▶ **REQUIREMENT**
Transcribe the records in full, keeping every character as it is.

==== MATERIAL ====

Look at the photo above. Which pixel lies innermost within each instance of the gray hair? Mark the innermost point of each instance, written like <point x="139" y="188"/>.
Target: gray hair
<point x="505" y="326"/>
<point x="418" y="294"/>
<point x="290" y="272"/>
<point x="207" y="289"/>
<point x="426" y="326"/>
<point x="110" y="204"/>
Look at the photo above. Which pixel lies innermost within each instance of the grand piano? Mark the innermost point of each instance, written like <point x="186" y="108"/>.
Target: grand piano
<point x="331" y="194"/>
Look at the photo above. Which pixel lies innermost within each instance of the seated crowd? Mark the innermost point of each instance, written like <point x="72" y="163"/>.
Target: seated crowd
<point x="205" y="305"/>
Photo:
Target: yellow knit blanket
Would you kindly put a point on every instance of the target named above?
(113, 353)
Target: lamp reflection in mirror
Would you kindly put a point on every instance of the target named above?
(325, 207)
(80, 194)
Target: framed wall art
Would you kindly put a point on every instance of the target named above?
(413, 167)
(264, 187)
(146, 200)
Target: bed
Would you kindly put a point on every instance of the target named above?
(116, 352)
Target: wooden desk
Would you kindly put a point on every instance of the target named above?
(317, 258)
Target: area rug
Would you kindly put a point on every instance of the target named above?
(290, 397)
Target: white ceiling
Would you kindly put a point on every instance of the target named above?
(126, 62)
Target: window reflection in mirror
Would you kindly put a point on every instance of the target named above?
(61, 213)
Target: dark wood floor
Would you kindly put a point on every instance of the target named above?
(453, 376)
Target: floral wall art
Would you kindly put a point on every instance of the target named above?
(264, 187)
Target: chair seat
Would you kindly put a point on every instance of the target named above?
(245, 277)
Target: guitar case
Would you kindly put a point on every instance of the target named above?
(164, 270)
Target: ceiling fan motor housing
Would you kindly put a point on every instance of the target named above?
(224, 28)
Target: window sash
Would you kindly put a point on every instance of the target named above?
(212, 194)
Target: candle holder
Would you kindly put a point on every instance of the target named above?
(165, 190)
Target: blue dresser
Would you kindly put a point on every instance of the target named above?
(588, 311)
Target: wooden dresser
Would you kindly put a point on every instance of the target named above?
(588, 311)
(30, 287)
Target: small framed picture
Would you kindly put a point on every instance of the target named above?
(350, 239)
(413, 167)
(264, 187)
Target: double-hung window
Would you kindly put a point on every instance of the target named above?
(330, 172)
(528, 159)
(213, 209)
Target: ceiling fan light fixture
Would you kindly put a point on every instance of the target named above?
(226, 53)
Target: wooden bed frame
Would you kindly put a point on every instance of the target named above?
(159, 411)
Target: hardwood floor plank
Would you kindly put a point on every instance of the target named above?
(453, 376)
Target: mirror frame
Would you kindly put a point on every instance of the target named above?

====

▶ **SOLUTION TO THE EXERCISE**
Look at the photo above. Which pixel lies innermost within each instance of the gray hair? Mark the innermost point of each instance, written like <point x="139" y="188"/>.
Target: gray hair
<point x="505" y="326"/>
<point x="418" y="294"/>
<point x="290" y="272"/>
<point x="207" y="289"/>
<point x="426" y="326"/>
<point x="110" y="204"/>
Look at the photo above. Which pixel lies innermost within each instance of the grand piano? Mark the innermost point of each instance, written like <point x="186" y="108"/>.
Target: grand piano
<point x="331" y="194"/>
Look at the photo above. Which pixel lies innermost within each instance of the seated crowd? Mark the innermost point of each instance, written like <point x="72" y="163"/>.
Target: seated crowd
<point x="205" y="305"/>
Photo:
Target: yellow knit blanket
Would you kindly put a point on every instance of the target named above?
(113, 353)
Target: lamp reflection in mirror
Would you kindly put a point on every instance of the target named above?
(325, 207)
(80, 194)
Target: framed wall art
Would you kindly put a point on every instance of the target named above?
(413, 167)
(264, 187)
(146, 200)
Target: bed
Would you kindly put a point on every instance of the target named above?
(116, 352)
Target: wooden desk
Would you kindly put a point on every instance of the target named above?
(317, 258)
Target: area rug
Would you kindly put a point on every instance of the target named above?
(290, 397)
Target: white ceiling
Would you kindly put a point on every instance of the target named above?
(126, 62)
Target: window reflection in mirror
Would you kindly put a point on every instance of the target named above?
(61, 213)
Target: dark wood floor
Would you kindly put a point on every instance of the target named above?
(453, 376)
Target: floral wall art
Would you kindly put a point on every instance of the target named above?
(264, 187)
Target: chair seat
Would you kindly put a point on every instance of the target named above?
(245, 277)
Target: guitar case
Would you kindly put a point on every instance of the target named above?
(164, 270)
Target: ceiling fan motor housing
Would you kindly put a point on every instance of the target named above?
(224, 28)
Target: window sash
Would you kindly put a point on every instance of the target named above?
(212, 194)
Target: candle holder
Would you kindly put a point on every instance of the target named above?
(165, 190)
Target: blue dresser
Would you kindly put a point on every instance of the target named above?
(588, 311)
Target: wooden dresser
Would you kindly put a point on every instance of the target named above?
(588, 311)
(30, 287)
Target: small framed picture
Would you kindly put a point on every instance of the target named above?
(350, 239)
(413, 167)
(264, 187)
Target: double-hung window
Would you kindly put a point on every instance of the target named above?
(330, 172)
(528, 159)
(213, 209)
Target: ceiling fan light fixture
Would you kindly put a point on every instance of the target named above?
(226, 53)
Target: wooden bed frame
Would you kindly put a point on every instance of the target named above?
(159, 411)
Target: hardwood floor plank
Would you kindly put a point on every instance of the target named above?
(453, 376)
Target: mirror frame
Would you kindly put a point on every instance of the target named above?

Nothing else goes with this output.